• _CHALLENGE_
Please identify every row below that contains the word "asphalt", and copy each of those rows in full.

+++ MATERIAL FOR THIS EXERCISE

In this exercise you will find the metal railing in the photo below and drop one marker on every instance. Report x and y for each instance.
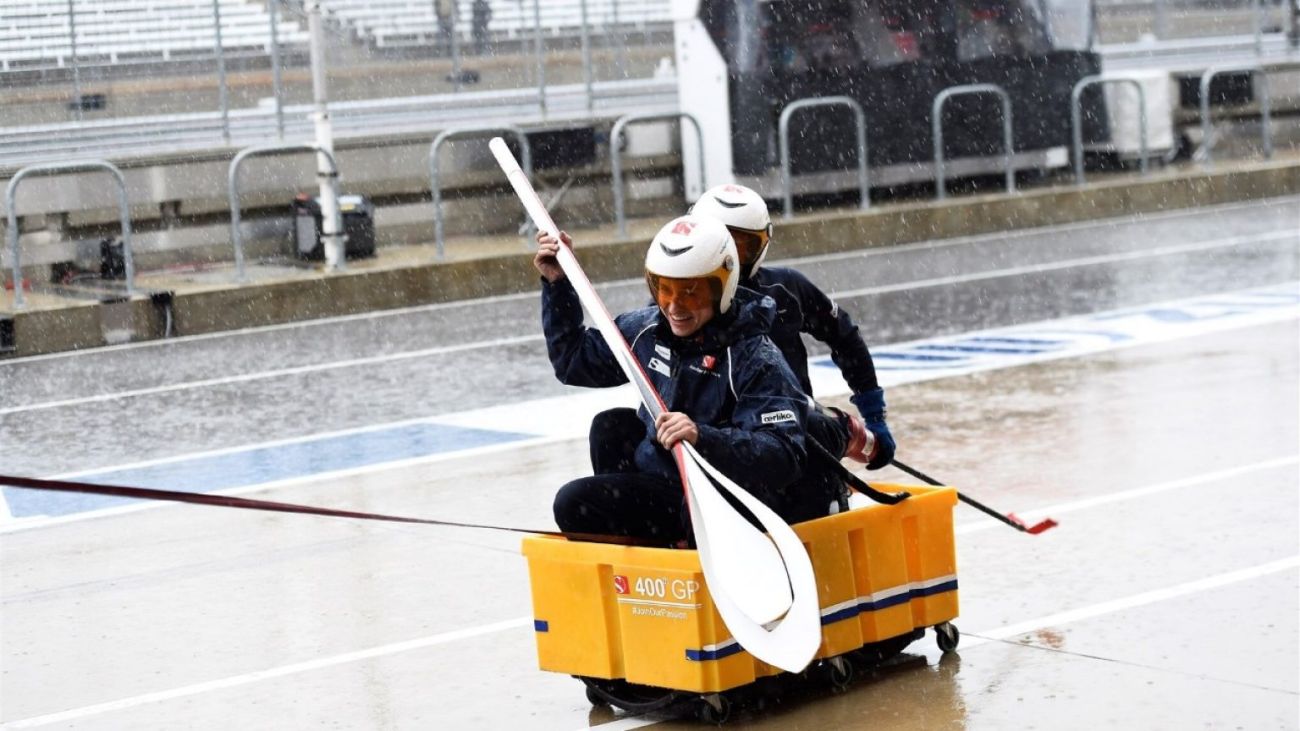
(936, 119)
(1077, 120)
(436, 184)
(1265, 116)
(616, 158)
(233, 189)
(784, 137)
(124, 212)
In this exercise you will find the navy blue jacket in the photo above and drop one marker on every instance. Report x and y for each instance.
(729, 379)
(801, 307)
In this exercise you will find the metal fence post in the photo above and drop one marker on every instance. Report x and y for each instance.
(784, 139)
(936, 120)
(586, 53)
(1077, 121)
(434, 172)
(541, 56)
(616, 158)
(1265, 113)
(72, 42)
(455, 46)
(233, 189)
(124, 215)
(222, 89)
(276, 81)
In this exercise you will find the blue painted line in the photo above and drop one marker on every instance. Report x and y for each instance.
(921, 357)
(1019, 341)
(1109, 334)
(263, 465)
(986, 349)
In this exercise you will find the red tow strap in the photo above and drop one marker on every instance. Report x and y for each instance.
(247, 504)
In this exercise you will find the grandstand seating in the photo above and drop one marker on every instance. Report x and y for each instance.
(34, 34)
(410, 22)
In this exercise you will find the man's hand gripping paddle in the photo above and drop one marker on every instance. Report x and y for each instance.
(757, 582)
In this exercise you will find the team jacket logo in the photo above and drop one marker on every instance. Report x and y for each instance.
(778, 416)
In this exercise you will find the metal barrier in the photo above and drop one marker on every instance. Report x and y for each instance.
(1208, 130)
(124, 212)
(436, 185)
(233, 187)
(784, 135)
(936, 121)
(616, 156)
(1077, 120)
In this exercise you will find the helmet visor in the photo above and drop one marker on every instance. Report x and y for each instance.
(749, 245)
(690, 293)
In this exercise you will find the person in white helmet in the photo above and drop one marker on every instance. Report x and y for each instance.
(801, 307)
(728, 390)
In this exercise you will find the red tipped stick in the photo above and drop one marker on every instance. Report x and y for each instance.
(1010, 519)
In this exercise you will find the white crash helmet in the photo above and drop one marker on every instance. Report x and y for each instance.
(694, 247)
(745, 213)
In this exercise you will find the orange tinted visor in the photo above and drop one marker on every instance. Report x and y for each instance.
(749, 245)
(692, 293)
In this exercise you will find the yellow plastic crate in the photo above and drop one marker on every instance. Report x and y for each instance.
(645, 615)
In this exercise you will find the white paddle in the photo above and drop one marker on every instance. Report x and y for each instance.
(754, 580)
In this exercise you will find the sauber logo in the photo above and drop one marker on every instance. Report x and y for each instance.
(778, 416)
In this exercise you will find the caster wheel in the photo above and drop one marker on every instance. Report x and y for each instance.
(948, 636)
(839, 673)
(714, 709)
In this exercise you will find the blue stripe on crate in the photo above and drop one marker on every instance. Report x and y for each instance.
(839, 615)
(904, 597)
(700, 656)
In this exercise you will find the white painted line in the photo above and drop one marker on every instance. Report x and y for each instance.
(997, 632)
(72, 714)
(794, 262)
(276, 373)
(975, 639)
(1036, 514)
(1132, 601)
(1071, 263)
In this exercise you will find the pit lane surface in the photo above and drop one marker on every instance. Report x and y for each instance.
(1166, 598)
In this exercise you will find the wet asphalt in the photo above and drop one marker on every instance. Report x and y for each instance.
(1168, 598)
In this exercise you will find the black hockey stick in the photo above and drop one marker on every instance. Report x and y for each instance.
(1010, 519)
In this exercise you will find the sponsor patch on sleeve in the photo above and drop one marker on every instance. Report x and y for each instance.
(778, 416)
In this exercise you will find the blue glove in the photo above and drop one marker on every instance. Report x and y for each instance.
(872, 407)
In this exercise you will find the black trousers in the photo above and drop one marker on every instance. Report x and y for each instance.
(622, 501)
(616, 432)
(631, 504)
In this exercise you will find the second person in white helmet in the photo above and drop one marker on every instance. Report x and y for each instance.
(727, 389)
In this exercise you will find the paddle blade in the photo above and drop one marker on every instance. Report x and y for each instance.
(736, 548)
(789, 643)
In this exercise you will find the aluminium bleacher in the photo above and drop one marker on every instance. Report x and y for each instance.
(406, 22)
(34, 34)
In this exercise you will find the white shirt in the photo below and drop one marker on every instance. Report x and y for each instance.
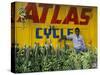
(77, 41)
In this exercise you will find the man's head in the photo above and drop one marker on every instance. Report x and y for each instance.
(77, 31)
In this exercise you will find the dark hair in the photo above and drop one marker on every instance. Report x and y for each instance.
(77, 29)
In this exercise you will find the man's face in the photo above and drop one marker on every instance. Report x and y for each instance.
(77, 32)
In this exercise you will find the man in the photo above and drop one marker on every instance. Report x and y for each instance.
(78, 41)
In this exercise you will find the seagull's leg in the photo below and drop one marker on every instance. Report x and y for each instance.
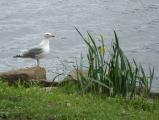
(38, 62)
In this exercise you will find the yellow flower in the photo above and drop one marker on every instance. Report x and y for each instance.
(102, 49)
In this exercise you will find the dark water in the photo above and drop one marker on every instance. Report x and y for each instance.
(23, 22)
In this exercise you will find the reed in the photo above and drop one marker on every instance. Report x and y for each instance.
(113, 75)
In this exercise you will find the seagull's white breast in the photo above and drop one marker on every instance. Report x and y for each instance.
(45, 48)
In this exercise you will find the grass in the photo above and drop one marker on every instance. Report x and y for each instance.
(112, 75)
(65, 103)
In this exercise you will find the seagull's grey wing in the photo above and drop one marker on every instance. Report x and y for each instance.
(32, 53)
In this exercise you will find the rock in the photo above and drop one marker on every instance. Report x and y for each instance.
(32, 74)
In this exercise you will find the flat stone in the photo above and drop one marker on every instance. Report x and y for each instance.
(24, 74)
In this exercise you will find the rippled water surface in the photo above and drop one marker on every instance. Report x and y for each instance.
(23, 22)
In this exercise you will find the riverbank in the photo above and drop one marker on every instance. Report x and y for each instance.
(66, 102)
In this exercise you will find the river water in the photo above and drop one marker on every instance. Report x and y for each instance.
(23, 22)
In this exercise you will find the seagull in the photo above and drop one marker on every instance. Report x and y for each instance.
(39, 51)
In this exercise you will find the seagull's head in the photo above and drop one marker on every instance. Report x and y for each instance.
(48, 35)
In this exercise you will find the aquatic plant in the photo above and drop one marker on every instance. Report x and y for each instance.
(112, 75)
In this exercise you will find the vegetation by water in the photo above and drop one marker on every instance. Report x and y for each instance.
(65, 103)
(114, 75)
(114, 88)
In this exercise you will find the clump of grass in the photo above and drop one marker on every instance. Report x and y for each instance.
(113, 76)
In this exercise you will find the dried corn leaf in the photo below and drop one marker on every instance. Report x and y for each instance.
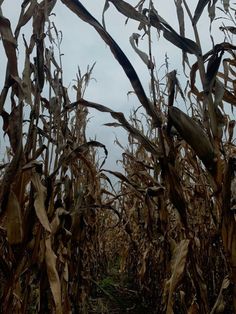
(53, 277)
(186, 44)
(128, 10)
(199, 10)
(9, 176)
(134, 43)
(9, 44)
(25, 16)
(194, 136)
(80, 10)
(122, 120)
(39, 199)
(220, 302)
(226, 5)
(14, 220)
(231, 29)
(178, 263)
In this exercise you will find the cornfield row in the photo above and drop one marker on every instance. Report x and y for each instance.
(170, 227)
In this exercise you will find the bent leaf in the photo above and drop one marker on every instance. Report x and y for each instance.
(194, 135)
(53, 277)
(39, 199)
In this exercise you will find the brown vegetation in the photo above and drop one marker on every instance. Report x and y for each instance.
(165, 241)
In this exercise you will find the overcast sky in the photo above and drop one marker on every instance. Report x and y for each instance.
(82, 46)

++++++
+++ MATERIAL FOR THIS EXERCISE

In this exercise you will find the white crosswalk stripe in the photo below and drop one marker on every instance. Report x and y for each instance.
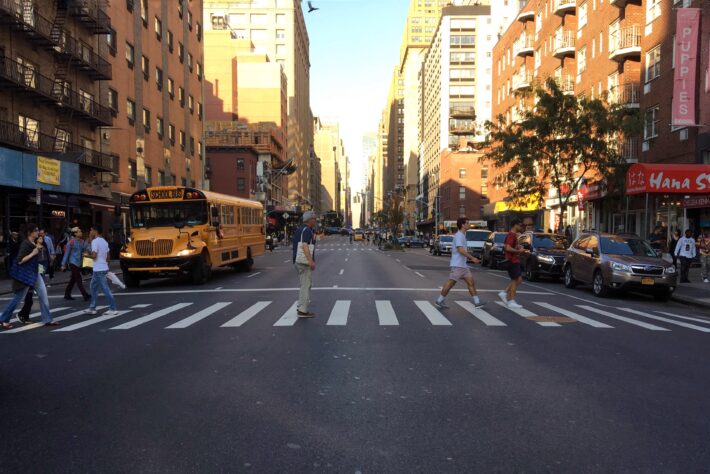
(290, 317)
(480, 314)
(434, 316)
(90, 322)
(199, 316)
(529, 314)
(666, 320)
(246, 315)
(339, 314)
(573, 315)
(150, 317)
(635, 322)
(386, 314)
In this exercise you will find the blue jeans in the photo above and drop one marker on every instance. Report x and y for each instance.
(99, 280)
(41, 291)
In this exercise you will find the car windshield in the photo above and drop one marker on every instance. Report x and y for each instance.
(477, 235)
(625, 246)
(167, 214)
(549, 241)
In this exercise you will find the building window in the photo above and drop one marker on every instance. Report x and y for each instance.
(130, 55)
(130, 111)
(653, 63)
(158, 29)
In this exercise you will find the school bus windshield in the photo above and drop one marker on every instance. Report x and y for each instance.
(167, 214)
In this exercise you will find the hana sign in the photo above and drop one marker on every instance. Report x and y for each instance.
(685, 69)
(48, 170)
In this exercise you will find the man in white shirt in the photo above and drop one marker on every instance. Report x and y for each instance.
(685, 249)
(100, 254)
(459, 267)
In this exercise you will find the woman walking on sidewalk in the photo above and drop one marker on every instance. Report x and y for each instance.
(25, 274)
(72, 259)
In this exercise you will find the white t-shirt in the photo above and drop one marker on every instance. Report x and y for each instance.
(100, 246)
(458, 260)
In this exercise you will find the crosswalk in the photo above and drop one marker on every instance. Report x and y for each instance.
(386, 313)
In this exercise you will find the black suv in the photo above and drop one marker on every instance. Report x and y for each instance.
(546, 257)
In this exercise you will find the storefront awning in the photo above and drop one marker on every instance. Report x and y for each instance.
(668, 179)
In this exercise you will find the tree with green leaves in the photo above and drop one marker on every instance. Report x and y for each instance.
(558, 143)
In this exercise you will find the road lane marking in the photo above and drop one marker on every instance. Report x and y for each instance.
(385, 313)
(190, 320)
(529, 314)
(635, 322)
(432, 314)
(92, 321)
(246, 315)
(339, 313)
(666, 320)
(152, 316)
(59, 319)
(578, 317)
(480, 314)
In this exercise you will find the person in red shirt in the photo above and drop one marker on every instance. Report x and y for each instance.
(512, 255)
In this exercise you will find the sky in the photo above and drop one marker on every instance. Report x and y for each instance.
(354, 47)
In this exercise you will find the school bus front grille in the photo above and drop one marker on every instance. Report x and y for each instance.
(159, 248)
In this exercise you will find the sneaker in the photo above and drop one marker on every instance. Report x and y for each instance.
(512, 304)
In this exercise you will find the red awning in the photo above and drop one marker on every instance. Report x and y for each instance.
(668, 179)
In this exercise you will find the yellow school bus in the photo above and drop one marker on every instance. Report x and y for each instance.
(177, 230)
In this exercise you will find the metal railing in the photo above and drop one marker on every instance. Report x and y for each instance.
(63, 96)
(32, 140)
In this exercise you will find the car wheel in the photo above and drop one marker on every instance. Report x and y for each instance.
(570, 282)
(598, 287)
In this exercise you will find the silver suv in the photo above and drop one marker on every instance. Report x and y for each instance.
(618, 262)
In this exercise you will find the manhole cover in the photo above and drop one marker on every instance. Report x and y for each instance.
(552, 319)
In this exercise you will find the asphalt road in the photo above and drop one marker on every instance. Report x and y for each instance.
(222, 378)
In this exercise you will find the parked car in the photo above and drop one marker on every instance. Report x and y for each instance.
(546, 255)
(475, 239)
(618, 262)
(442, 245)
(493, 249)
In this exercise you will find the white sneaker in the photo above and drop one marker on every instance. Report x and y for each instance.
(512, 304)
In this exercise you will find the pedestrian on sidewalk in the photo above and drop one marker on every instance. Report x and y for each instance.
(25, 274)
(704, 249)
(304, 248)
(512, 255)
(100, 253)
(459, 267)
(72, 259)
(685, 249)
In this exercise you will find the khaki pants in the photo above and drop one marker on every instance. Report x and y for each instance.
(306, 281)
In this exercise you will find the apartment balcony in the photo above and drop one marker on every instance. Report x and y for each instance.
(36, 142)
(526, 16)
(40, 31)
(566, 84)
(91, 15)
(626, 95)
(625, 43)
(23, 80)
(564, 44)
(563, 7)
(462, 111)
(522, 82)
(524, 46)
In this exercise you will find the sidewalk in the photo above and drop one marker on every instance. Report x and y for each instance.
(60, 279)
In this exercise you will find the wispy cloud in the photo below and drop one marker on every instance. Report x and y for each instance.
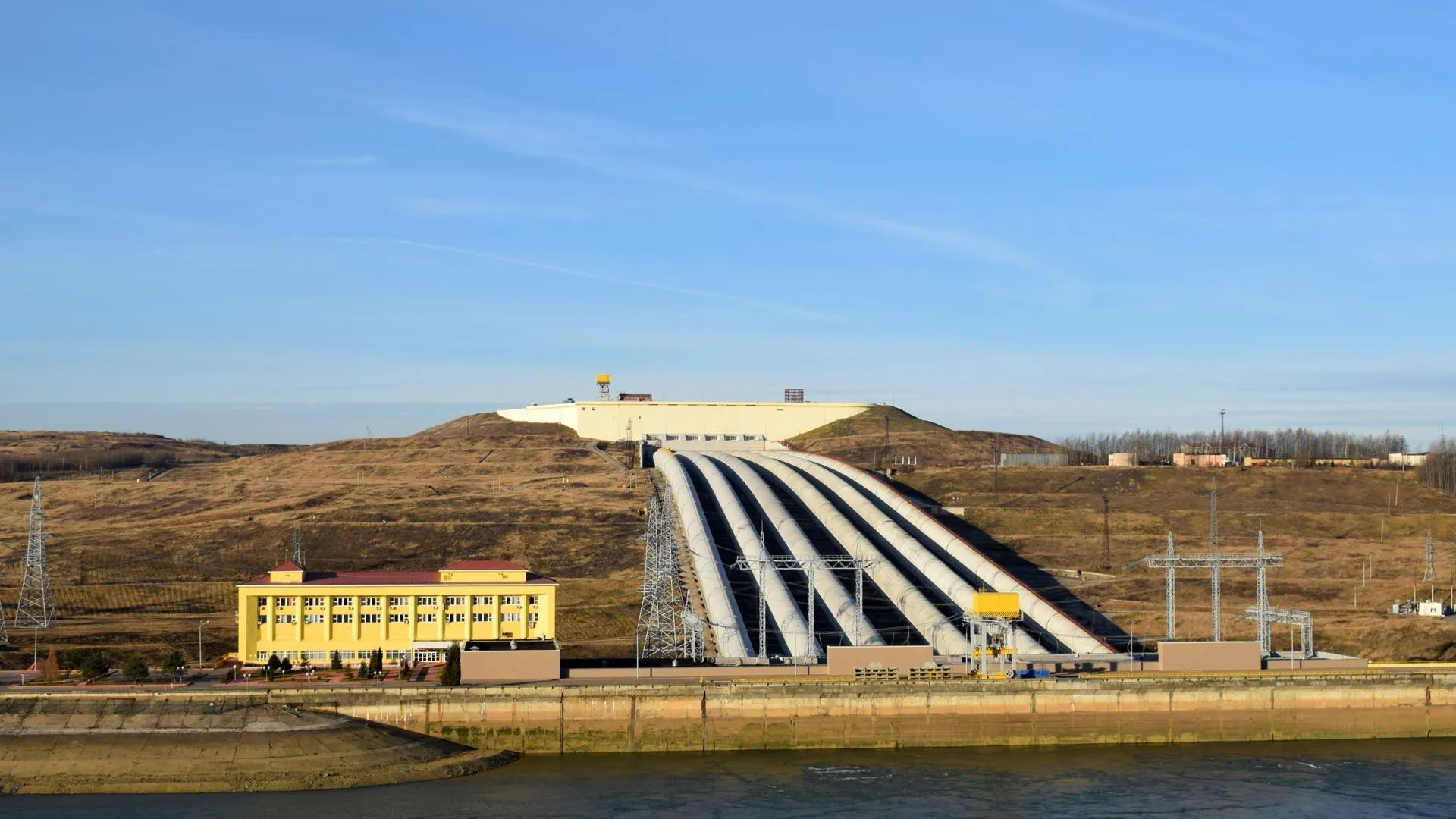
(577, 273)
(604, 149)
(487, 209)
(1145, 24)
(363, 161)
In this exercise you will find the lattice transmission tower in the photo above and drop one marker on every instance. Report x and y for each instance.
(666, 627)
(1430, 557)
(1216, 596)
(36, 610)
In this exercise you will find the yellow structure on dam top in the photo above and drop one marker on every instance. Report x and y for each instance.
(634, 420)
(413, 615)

++++++
+++ MATERIAL FOR THIS EXERCISE

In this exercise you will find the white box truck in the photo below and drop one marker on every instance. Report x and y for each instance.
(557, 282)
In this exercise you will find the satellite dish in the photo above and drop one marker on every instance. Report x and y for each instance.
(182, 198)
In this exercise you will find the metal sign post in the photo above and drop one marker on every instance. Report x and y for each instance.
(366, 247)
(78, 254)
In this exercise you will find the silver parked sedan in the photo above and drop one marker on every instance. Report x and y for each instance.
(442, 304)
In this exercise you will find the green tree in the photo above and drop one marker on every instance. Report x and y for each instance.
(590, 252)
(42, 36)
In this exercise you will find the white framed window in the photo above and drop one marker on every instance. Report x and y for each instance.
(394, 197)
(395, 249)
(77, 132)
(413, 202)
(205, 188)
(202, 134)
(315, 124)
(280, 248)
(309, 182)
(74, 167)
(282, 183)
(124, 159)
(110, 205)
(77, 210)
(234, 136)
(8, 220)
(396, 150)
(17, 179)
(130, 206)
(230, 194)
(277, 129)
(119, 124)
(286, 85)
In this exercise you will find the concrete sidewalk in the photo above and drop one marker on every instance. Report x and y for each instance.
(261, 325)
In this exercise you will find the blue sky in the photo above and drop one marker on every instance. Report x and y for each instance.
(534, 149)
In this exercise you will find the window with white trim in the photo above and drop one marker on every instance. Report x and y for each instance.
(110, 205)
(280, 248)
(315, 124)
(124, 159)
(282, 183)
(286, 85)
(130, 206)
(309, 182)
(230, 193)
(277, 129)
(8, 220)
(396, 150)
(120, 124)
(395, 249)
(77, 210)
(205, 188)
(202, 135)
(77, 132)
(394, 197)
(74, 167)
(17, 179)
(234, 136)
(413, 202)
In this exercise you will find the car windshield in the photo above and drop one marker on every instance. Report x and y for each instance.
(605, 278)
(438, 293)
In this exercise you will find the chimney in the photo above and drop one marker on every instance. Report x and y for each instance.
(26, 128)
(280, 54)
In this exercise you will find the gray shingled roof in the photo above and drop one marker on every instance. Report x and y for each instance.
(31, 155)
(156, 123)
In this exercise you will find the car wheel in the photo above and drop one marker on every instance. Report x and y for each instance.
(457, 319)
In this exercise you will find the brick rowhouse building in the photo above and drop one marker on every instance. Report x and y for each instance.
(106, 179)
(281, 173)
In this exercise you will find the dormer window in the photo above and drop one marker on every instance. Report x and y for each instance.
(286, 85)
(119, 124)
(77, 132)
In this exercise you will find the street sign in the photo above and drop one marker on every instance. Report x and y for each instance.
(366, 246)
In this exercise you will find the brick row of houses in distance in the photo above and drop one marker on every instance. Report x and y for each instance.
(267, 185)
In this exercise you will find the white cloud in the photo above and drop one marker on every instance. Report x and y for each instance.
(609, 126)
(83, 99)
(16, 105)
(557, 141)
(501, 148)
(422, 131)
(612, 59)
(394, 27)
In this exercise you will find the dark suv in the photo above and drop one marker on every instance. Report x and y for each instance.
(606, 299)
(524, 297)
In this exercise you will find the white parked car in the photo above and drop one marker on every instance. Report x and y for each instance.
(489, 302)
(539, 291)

++++++

• _FULL RESPONSE_
In this exercise you will find the wet asphalt in the photo above and drop one marker on every instance. Report x and y for each instance.
In this exercise you will find the asphalt road in the photo above and drop one marker on every instance. Report x and y for each instance.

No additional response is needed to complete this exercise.